◆ **Task prompt**
Transcribe the forum thread on Barclays online banking below word for word, from its title through the final post.

◆ **Text extract**

# Barclays online banking! BEWARE!!!



## Mark Evans (23 Jul 2010)

for people using Barclay's online banking and pin sentry, beware. If you've entered your details via the pin sentry and then asked to enter more due to IP address verification...don't do it!!!!

Even if you go to the genuine site, they can still gain certain bits of info.

I've been hacked. Thankfully, my account is now blocked and safe.


----------



## arty (23 Jul 2010)

Simply look always on address bar in explorer, if You see any other link not direct bank then that is fake-hack link. A lot of tricks about redirecting, cookie thieft e.g. Sometimes only differ 2 symbols in internet address and You are under risk.
Never give any private data, banks never request personal data or account data via online.

Best Regards,


----------



## Mark Evans (23 Jul 2010)

arty said:
			
		

> Simply look always on address bar in explorer,



that doesn't work. I went through the whole process with barclays fraud department, and they were amazed that it still happens when visiting the official site. typing the actual web address into the banner.


----------



## Themuleous (23 Jul 2010)

Nasty, worth remembering.  Thanks for the heads up.

Sam


----------



## arty (23 Jul 2010)

saintly said:
			
		

> arty said:
> 
> 
> 
> ...




realy good hackers. that someting like i tried wi-fi hacking from guide under Linux, reconect client direct to Yours server and all data going trough my pc and i can filter out everything from client.

◆ **Extracted entries**
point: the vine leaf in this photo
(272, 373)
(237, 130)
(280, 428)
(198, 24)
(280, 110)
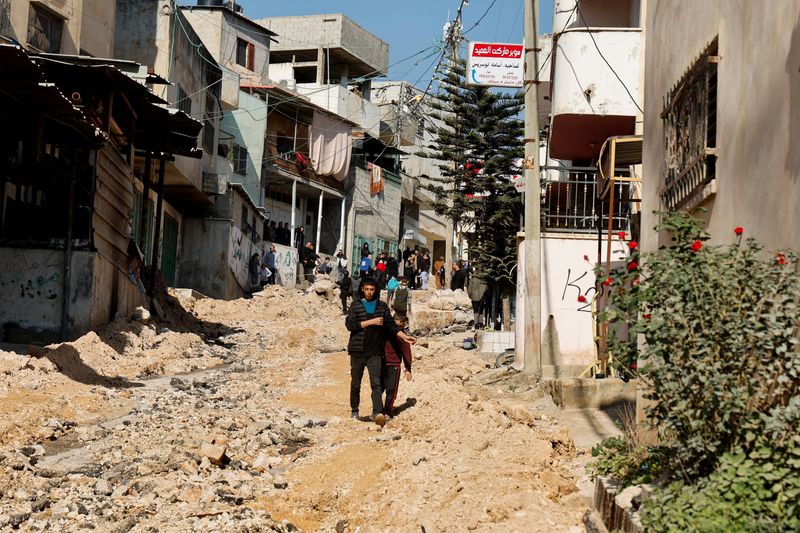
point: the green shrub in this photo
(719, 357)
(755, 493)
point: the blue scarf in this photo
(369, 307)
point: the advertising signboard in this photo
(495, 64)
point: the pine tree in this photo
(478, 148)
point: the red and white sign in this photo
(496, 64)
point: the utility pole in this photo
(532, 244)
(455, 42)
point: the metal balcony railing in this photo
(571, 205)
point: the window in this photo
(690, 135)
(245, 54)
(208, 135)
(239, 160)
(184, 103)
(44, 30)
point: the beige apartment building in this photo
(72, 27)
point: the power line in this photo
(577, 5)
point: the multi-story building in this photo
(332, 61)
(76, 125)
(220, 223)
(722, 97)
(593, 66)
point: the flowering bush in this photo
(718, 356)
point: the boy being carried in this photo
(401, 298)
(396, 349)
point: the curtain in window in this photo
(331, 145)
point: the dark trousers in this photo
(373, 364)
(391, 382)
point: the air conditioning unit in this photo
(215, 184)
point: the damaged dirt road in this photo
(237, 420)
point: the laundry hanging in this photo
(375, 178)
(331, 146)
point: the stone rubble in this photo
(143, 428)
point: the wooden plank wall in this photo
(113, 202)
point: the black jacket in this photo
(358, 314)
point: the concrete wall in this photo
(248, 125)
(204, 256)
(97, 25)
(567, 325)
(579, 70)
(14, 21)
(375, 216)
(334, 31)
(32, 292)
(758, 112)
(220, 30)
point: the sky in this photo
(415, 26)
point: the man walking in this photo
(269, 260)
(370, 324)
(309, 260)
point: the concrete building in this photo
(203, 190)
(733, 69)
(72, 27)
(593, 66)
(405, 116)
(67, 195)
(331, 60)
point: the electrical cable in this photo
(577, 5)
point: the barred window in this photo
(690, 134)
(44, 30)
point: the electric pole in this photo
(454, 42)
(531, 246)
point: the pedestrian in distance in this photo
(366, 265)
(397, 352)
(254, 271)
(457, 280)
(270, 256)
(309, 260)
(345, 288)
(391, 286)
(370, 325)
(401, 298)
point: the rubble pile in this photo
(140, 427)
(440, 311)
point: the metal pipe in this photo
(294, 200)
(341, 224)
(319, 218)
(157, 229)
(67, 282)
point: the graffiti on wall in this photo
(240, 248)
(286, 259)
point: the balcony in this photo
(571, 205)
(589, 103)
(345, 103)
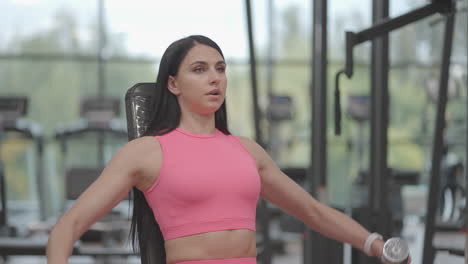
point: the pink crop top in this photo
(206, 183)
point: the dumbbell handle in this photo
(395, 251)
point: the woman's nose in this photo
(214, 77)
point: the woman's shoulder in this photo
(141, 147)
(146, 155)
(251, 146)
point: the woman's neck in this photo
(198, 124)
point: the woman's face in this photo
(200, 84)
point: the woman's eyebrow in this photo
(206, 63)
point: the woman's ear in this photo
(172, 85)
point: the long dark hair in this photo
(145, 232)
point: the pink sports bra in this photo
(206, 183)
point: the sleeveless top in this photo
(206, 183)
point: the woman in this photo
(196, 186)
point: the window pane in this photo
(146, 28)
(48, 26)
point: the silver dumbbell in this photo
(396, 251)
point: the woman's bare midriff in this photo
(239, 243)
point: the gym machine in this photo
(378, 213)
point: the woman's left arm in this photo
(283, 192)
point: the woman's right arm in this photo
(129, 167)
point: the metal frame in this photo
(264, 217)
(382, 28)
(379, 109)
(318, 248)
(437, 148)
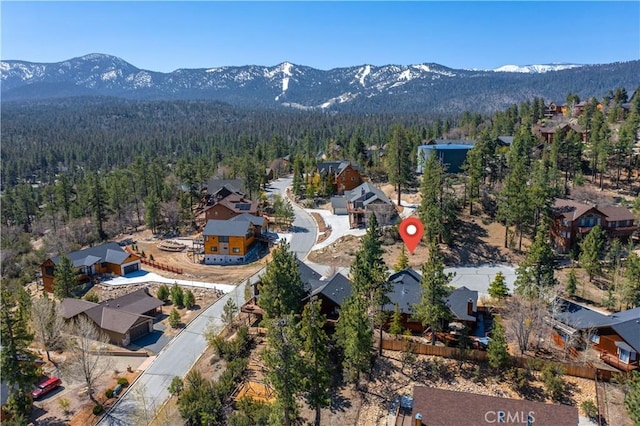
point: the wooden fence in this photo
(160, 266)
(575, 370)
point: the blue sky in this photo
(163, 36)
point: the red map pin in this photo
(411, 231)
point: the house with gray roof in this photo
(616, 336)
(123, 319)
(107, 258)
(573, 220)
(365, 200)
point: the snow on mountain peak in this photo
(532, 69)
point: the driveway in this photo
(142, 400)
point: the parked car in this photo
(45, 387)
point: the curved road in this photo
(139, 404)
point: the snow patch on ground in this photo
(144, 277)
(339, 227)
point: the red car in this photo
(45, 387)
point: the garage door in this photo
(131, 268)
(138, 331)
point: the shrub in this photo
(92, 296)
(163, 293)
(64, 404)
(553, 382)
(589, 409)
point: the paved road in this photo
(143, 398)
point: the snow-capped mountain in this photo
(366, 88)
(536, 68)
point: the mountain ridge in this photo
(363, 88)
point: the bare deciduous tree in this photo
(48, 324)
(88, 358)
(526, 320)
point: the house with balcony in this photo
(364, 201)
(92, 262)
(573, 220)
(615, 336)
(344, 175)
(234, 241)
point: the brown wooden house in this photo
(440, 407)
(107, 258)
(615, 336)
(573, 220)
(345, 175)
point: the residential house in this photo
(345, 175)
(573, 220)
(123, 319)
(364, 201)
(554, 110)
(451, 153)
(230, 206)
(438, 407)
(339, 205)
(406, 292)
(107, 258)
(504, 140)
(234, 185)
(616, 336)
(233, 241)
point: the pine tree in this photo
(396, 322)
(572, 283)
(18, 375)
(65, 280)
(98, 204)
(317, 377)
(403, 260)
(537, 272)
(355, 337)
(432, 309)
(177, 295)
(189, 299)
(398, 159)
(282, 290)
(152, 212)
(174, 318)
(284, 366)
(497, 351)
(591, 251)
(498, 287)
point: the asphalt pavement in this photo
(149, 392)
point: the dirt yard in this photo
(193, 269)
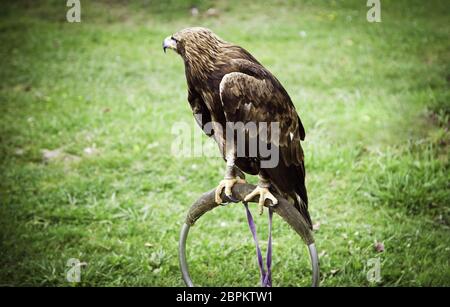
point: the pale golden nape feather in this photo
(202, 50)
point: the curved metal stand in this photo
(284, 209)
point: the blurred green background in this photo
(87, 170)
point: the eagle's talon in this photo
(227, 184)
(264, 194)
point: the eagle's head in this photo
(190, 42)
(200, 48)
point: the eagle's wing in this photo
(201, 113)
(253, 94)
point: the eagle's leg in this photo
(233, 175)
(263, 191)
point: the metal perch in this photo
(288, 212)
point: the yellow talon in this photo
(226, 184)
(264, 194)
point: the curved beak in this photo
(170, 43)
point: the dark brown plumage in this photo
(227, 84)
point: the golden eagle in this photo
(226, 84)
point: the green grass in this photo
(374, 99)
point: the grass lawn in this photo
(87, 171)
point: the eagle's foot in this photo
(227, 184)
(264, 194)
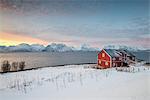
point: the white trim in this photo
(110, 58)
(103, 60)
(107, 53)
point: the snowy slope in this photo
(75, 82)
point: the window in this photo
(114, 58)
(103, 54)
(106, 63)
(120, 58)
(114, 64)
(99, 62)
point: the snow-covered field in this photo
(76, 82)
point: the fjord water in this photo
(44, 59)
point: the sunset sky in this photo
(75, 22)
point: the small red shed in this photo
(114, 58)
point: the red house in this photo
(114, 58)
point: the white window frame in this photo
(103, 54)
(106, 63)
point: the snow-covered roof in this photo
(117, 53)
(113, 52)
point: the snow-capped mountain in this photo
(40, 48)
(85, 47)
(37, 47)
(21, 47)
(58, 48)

◆ **Solution for this exercise**
# Barclays online banking! BEWARE!!!



## Mark Evans (23 Jul 2010)

for people using Barclay's online banking and pin sentry, beware. If you've entered your details via the pin sentry and then asked to enter more due to IP address verification...don't do it!!!!

Even if you go to the genuine site, they can still gain certain bits of info.

I've been hacked. Thankfully, my account is now blocked and safe.


----------



## arty (23 Jul 2010)

Simply look always on address bar in explorer, if You see any other link not direct bank then that is fake-hack link. A lot of tricks about redirecting, cookie thieft e.g. Sometimes only differ 2 symbols in internet address and You are under risk.
Never give any private data, banks never request personal data or account data via online.

Best Regards,


----------



## Mark Evans (23 Jul 2010)

arty said:
			
		

> Simply look always on address bar in explorer,



that doesn't work. I went through the whole process with barclays fraud department, and they were amazed that it still happens when visiting the official site. typing the actual web address into the banner.


----------



## Themuleous (23 Jul 2010)

Nasty, worth remembering.  Thanks for the heads up.

Sam


----------



## arty (23 Jul 2010)

saintly said:
			
		

> arty said:
> 
> 
> 
> ...




realy good hackers. that someting like i tried wi-fi hacking from guide under Linux, reconect client direct to Yours server and all data going trough my pc and i can filter out everything from client.